# RECORD LIST
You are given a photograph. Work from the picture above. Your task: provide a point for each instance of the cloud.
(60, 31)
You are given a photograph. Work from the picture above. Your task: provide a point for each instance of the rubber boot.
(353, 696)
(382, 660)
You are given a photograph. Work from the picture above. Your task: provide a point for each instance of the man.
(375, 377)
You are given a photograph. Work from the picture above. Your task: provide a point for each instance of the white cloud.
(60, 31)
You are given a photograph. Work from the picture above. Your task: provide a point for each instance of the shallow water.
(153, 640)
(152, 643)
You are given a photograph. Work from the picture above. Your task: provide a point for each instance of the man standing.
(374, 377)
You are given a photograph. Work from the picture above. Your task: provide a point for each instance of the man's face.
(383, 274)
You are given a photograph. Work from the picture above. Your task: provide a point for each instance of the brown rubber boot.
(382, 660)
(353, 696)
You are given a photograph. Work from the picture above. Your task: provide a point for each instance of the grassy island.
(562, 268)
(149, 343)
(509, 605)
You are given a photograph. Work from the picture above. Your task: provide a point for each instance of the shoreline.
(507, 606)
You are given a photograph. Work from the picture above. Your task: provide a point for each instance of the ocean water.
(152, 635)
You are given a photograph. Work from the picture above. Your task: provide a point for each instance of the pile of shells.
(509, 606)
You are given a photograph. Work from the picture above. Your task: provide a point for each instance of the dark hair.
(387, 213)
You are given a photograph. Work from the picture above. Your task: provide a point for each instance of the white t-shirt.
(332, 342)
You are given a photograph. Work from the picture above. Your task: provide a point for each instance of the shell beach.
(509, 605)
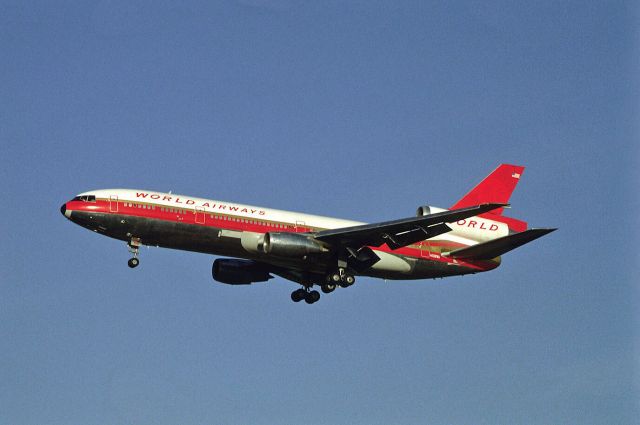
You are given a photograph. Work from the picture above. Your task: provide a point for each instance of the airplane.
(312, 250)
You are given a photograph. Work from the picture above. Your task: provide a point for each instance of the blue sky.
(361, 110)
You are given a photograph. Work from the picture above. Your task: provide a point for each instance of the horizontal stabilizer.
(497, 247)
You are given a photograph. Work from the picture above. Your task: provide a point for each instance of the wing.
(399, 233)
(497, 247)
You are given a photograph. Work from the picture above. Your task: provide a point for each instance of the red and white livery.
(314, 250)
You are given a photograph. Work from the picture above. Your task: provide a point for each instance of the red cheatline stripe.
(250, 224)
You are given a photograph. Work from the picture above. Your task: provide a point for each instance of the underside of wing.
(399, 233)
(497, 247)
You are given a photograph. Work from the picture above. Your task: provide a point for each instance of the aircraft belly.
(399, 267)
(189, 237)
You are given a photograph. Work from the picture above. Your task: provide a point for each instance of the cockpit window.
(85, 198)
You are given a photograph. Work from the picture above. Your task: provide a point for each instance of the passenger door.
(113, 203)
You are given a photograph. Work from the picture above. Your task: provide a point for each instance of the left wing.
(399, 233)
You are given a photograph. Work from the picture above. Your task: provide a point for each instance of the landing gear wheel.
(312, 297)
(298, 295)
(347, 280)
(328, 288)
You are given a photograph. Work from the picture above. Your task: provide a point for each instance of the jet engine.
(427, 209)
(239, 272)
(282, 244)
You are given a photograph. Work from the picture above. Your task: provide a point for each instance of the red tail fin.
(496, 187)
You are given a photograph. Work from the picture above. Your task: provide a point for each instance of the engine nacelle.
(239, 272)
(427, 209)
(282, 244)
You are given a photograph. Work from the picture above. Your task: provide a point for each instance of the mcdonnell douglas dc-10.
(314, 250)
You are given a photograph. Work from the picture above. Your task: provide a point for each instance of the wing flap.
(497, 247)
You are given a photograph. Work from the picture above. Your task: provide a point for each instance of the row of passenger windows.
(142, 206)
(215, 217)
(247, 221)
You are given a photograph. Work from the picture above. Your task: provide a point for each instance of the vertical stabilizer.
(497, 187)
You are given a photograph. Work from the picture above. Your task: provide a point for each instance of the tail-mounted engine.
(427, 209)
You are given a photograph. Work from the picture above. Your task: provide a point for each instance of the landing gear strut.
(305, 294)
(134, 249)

---

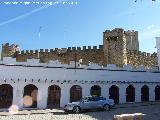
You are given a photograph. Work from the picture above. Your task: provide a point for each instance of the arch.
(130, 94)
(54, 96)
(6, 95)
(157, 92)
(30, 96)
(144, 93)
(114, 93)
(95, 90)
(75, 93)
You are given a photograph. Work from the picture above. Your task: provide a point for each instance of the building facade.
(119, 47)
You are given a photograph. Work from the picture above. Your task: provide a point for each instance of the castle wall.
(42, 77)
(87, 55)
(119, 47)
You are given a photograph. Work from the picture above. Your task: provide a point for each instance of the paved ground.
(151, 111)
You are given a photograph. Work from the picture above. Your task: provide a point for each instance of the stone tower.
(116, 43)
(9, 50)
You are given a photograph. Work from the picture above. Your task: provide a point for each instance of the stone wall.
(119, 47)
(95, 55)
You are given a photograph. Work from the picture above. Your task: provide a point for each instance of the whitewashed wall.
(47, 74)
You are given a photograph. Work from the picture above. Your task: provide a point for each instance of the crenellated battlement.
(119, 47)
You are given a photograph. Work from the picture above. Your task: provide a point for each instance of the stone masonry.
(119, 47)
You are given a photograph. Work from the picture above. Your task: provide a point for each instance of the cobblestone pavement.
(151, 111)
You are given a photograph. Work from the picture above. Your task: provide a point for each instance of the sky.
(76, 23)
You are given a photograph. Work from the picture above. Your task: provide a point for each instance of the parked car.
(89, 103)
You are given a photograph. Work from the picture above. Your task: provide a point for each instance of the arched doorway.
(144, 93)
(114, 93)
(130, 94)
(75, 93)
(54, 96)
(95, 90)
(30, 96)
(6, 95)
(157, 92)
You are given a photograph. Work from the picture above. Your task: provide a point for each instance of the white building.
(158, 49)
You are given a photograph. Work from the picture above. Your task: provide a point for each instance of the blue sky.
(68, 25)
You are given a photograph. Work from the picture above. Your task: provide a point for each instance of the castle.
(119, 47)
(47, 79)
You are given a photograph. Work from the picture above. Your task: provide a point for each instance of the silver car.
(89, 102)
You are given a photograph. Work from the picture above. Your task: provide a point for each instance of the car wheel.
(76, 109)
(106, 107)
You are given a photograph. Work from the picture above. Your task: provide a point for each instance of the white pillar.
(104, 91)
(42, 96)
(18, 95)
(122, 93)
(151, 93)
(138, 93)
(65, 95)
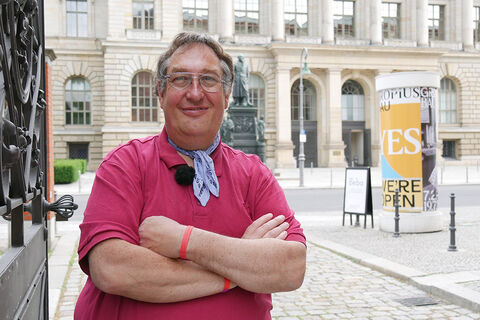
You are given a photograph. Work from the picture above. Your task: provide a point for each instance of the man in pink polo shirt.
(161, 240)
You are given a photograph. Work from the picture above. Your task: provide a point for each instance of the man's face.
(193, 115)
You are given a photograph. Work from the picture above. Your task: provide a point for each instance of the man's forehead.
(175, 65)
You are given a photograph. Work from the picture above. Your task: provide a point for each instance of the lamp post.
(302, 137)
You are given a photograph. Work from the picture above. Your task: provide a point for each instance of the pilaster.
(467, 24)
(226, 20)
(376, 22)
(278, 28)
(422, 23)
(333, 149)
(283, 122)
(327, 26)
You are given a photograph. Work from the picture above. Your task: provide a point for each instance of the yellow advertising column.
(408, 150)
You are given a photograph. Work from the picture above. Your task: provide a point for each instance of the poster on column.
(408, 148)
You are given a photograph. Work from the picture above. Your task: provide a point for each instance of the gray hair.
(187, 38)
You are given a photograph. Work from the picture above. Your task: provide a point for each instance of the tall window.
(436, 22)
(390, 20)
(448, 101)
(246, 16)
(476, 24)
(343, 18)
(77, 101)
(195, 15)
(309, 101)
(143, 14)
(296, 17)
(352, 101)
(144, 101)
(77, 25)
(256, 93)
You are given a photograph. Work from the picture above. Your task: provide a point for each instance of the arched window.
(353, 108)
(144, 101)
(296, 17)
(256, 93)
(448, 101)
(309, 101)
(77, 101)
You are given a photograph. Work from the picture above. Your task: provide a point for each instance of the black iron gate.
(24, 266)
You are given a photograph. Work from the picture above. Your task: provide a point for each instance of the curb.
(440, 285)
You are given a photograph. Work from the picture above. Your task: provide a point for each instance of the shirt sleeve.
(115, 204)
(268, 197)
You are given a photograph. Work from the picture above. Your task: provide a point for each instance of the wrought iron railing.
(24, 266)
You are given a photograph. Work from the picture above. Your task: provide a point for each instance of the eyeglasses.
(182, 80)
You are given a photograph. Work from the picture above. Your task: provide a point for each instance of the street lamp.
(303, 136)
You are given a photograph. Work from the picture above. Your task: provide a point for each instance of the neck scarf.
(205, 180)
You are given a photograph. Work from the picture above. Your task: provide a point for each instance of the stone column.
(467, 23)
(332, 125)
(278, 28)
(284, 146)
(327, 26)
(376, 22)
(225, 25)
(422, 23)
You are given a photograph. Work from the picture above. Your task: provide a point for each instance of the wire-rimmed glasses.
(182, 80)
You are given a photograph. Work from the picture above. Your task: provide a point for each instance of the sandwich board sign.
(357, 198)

# EXERCISE PROMPT
Count the lines in the entries above that contain the word "hair". Give only the number.

# ANSWER TO THE EXERCISE
2